* RECORDS TO USE
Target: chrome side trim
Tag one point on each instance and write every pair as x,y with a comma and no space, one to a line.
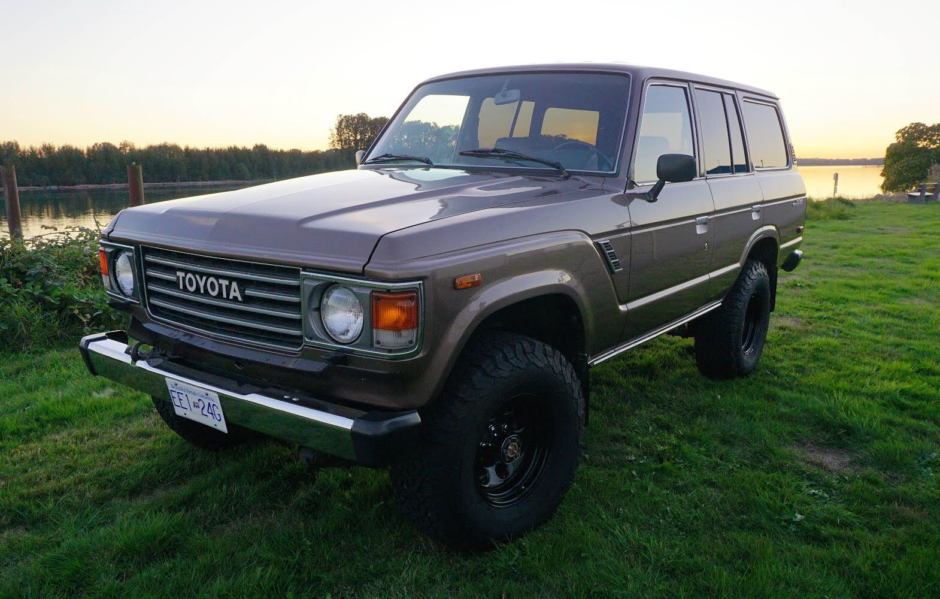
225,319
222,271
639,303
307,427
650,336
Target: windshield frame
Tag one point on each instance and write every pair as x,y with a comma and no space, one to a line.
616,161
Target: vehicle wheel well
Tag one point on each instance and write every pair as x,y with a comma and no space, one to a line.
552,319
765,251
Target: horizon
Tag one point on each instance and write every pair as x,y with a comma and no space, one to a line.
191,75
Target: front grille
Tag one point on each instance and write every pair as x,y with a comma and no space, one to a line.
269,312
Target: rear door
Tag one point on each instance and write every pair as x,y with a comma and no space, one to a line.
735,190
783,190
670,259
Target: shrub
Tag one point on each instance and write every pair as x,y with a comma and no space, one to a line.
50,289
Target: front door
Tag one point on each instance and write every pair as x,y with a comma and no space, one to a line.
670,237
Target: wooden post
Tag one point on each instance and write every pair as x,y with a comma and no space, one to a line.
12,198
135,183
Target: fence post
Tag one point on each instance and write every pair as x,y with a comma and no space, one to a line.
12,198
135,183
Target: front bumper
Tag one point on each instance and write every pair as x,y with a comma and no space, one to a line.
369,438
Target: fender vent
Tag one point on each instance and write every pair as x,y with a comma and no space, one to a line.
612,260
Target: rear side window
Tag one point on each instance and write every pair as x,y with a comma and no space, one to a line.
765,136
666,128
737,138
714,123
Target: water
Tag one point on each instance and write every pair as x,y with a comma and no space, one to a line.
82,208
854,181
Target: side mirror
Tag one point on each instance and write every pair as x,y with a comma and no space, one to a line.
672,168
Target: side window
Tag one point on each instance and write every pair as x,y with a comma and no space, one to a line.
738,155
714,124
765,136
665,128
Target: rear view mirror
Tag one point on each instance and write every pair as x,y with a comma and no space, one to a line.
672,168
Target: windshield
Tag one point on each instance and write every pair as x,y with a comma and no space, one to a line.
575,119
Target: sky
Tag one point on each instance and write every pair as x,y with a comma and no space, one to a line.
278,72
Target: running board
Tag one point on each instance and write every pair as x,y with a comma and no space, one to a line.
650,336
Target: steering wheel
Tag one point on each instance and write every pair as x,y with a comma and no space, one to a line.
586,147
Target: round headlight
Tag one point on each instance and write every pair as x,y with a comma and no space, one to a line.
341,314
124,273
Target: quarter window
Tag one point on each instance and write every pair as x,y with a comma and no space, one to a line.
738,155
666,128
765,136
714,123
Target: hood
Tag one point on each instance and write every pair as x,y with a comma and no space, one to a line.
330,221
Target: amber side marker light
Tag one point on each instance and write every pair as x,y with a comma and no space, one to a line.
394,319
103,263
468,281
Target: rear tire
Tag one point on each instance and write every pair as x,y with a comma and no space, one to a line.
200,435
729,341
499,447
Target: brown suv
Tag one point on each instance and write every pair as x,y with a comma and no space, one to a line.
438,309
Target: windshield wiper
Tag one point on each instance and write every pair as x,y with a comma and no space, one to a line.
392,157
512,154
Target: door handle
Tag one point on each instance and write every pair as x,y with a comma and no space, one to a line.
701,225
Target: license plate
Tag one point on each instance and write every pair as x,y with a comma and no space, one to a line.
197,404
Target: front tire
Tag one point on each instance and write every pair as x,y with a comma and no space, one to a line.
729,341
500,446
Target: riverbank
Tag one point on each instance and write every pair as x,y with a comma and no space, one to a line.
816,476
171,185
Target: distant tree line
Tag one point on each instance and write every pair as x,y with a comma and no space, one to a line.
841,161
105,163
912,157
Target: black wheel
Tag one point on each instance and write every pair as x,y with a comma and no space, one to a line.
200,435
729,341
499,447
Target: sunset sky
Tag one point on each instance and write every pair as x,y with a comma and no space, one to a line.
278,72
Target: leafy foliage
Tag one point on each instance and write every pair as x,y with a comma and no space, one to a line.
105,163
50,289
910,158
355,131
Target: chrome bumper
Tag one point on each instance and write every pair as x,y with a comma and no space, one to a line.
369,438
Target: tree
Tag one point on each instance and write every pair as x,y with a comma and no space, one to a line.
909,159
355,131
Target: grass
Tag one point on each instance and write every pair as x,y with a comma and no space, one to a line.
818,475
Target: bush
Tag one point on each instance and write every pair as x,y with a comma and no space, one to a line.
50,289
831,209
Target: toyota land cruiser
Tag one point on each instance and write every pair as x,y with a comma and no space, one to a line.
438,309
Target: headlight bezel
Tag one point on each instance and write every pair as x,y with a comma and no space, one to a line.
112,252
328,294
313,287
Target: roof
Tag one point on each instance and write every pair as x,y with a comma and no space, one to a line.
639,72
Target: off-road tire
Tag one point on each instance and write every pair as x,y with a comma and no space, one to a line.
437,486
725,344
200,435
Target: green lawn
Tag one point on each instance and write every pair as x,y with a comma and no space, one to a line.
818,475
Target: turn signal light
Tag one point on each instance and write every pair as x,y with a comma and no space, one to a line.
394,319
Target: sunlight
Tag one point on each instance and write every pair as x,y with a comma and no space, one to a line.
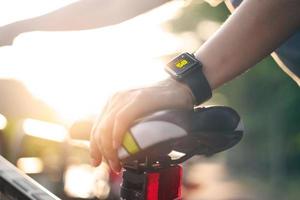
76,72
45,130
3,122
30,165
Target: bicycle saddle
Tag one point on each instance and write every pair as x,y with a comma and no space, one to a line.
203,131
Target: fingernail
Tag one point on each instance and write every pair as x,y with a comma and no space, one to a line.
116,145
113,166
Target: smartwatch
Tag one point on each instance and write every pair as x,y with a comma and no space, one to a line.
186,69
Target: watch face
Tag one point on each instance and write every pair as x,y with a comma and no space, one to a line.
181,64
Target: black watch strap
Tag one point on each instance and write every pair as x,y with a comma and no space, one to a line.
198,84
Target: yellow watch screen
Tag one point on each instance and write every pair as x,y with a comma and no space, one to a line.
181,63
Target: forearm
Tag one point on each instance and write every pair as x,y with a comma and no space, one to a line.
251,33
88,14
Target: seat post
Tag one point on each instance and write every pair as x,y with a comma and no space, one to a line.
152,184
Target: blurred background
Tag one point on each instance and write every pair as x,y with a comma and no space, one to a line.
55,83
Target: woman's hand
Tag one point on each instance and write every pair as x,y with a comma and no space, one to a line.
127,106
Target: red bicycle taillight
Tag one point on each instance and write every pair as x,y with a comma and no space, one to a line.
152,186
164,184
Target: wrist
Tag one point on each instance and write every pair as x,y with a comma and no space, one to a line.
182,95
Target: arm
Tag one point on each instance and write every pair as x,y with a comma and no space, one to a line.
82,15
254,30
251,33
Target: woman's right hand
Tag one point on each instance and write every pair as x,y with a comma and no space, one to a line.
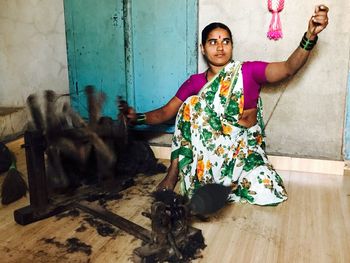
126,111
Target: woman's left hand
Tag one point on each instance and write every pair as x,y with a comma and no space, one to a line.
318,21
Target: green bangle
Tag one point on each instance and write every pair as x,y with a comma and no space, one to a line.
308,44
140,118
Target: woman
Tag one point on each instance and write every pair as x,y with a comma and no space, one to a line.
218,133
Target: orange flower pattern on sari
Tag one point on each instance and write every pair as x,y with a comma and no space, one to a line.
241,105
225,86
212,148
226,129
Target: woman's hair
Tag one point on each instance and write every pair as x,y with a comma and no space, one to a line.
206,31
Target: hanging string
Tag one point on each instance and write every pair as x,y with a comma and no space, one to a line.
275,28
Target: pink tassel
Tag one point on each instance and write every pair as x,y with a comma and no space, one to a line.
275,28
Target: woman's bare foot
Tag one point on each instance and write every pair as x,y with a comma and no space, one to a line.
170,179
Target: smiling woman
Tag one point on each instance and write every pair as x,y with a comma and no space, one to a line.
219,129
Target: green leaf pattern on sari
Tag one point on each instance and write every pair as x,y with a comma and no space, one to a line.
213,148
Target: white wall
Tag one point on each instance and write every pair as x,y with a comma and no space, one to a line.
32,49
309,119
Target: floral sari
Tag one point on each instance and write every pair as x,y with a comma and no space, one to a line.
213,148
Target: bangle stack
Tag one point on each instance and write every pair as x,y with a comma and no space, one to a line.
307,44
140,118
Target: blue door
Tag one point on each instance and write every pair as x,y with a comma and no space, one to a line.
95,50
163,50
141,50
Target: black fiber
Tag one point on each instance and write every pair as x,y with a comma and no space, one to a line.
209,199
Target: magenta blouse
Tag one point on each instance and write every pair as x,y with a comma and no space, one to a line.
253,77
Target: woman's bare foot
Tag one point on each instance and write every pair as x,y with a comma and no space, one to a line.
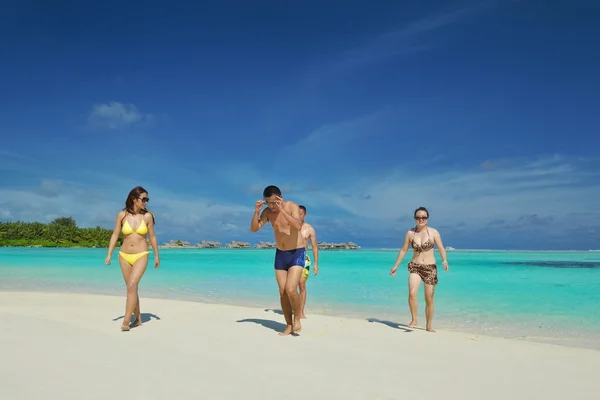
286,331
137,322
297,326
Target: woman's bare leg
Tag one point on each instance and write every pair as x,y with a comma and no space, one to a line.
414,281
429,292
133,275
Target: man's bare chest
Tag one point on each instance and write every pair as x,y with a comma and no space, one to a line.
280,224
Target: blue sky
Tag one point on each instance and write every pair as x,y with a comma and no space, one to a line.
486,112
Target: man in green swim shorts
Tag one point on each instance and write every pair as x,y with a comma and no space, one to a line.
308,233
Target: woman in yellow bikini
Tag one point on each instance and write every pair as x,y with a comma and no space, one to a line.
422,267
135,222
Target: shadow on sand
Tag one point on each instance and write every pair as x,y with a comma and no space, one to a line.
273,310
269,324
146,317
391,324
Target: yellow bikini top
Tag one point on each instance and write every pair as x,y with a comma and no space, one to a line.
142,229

* INSTRUCTIONS TO FOLLOW
Please write out the lines above again, starting at the one containing "Target: man in green swim shorts" and ending at the last line, with "bikini" replaced by "swimsuit" and nothing else changed.

* REPLY
Target: man in green swim shorts
Tag one point on each instance and write every pair as x,y with a comma and no space, one to a line.
308,233
Target: woman in yellow swimsuit
Tag one point on each instance and write every pair as x,y with a comma and no space, one to a line.
422,267
135,222
Target: shadow on sand
Tag one point on each instance and write every pair as x,y with a comma and no space, one to a line.
273,310
269,324
146,317
391,324
Target: yellow swimsuit top
Tag one point on each instance and write every pair as x,y with a comma and no space, one to a line.
142,229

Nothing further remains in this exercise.